____ 本文

『志を育てる』(グロービス経営大学院・田久保善彦)
本書は、グロービス経営大学院生必須の課題図書です。志とは何か、志はどのようなプロセスで醸成されるのか、どうすれば志を醸成することができるのか。30名以上の学生に対する調査を取りまとめた帰納法的な一冊です。「自分は何を付加価値として世の中に還元するのか」「何のために働くのか」といった時分起点の小さい志を見つけることが重要であることが示されている本書は、改めて読み直してもその大切さを感じることができました。
(印象に残ったところ・・本書より)
◯志とは(定義)
・「一定の期間、人生をかけてコミットできるようなこと(目標)」
・一定の期間:期間のイメージとして2〜5年程度は最低必要。
・その人が何かに取り組む際に活用可能な「時間」や「意識」のかなり多くの割合を、自らの意志に基づいて、自主的に割いて取り組んでいること。
◯小志と大志
・小志:一定期間、人生をかけてコミットする目標
・大志:一生涯を通じて達成しようとするもの
・大志に対する自覚は、①小志を積み重ねていく中で、徐々に自分自身の大志に気づく、②はじめに、「大志」ありきだが、小志を積み重ねていくことで、その大志の具現化を進めていく。
◯志の存在が与える3つの効用
①困難な状況を乗り切り、学び続ける精神的な支えとしての役割
②リーダーシップを発揮し周囲を巻き込むための旗としての役割
③自分の取り組みが、もともとの目的や目標からずれていないかを測り続ける心のアンカーとしての役割。
◯志のサイクル
①あるきっかけで目標を持つ
②達成への取り組み
・時折、自らが設定した志に立ち返り、それを忘れないようにする。
・志をわかりやすい言葉で明示し、常に共有できる状態にしておく。

________
____ 提供情報

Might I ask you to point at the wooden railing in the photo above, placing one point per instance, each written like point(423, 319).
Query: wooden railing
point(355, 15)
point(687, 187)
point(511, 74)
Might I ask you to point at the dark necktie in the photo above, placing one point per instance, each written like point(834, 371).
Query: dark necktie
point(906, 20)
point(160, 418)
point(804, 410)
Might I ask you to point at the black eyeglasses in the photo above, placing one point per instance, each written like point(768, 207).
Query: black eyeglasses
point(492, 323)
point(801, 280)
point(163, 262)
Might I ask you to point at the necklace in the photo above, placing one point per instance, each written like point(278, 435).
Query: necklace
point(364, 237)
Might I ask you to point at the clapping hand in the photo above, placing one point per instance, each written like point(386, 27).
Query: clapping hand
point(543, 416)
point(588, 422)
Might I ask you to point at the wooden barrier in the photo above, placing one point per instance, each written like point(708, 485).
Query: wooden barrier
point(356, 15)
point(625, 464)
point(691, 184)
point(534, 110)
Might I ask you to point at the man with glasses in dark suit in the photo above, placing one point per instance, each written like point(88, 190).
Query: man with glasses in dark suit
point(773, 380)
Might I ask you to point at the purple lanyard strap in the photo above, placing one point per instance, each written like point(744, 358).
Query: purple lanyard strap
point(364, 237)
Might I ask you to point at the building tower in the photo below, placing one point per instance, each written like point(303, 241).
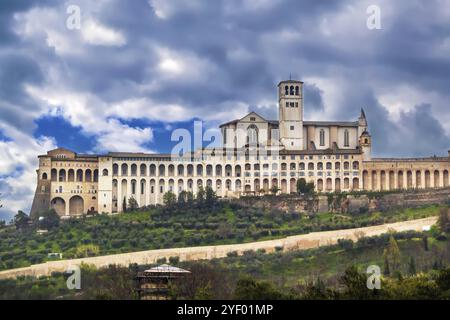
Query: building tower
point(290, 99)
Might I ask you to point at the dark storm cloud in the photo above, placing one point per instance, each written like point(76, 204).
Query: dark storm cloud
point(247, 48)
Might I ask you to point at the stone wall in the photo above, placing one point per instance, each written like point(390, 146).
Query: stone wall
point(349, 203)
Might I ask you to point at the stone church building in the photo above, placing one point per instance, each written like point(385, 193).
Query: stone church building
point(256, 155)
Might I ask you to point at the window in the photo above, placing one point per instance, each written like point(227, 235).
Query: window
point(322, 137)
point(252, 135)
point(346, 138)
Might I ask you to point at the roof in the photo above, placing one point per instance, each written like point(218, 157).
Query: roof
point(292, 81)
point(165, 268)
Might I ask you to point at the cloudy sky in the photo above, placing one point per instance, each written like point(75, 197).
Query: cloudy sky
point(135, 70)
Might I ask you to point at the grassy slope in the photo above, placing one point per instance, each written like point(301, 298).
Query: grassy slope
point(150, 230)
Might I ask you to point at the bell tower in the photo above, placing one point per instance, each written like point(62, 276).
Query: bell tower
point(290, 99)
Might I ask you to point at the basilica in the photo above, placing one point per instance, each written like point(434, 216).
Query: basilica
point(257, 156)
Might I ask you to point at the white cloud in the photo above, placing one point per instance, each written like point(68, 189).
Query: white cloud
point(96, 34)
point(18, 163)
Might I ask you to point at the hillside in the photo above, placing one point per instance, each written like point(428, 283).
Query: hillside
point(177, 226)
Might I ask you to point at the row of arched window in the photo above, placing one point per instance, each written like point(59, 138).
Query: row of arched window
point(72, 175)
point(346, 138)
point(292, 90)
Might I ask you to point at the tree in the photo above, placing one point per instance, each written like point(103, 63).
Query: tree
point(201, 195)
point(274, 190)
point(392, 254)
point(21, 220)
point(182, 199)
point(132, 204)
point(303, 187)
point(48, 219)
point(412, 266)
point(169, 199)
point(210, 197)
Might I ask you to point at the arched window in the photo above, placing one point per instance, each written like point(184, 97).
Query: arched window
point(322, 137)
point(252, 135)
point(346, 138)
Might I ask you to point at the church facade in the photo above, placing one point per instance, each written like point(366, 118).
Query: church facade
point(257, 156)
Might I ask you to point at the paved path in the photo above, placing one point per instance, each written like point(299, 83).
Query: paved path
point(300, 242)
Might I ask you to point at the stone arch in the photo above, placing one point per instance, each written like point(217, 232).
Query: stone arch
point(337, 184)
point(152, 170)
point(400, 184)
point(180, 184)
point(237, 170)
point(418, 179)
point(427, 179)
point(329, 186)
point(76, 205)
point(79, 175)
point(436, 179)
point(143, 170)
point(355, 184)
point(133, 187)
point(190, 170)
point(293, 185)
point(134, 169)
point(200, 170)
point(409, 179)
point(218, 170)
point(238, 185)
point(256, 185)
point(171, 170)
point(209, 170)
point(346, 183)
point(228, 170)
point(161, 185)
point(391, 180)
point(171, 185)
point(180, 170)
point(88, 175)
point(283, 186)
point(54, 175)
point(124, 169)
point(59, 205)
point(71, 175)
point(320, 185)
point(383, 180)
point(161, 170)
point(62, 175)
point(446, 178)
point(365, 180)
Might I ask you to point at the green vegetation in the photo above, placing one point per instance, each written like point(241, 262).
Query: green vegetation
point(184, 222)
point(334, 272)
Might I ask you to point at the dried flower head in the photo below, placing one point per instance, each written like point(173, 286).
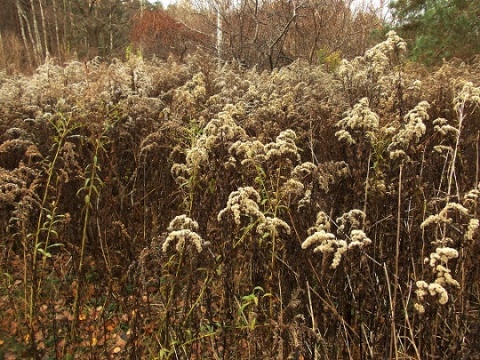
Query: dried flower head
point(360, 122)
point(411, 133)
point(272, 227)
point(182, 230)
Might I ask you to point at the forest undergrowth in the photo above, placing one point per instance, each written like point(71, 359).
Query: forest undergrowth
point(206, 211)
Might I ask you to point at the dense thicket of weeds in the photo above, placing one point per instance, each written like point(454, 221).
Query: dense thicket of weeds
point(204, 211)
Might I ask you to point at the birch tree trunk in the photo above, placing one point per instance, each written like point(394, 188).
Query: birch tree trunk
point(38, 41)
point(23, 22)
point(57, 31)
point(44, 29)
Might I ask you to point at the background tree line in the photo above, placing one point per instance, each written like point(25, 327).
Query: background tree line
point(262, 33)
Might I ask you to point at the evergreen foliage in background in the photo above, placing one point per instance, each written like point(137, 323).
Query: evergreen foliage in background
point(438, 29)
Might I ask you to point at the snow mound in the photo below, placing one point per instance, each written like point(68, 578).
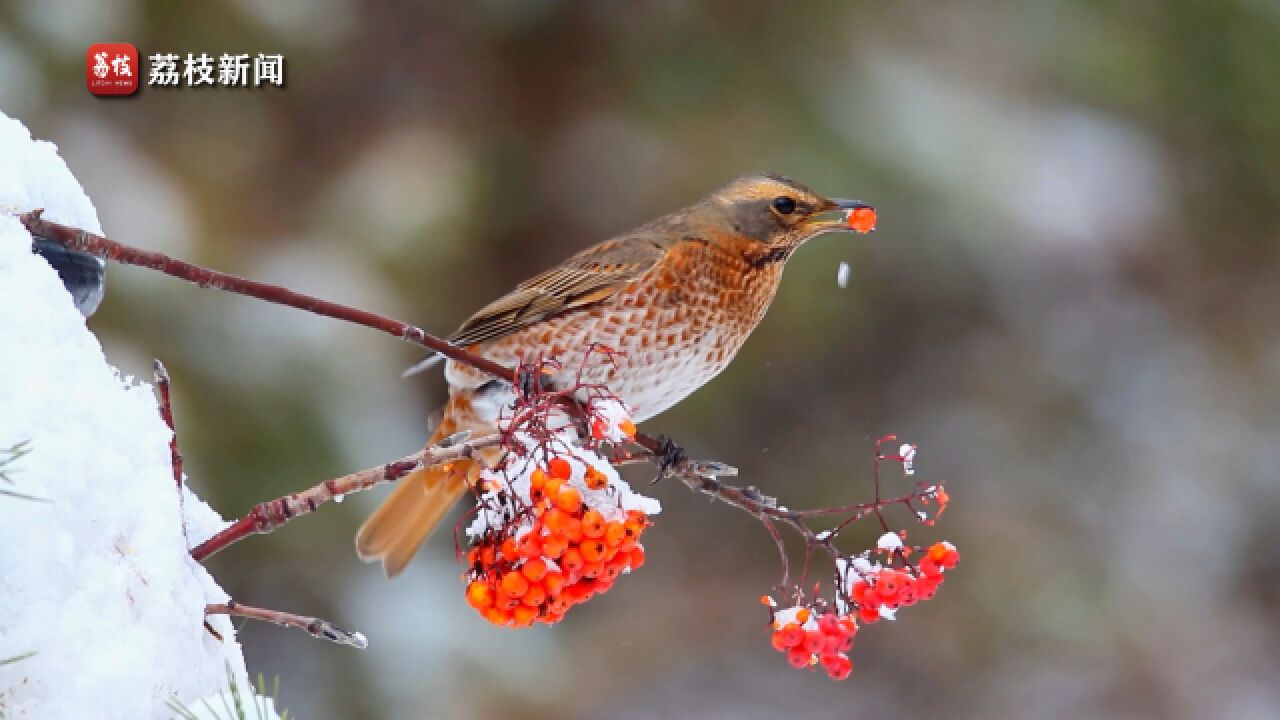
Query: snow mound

________

### 記述問題:
上の本文のうち、「(印象に残ったところ・・本書より)」から始まり「に割いて取り組んでいること。」までの部分を、一字一句変えずに書き写して返しなさい。

### 記述解答:
(印象に残ったところ・・本書より)
◯志とは(定義)
・「一定の期間、人生をかけてコミットできるようなこと(目標)」
・一定の期間:期間のイメージとして2〜5年程度は最低必要。
・その人が何かに取り組む際に活用可能な「時間」や「意識」のかなり多くの割合を、自らの意志に基づいて、自主的に割いて取り組んでいること。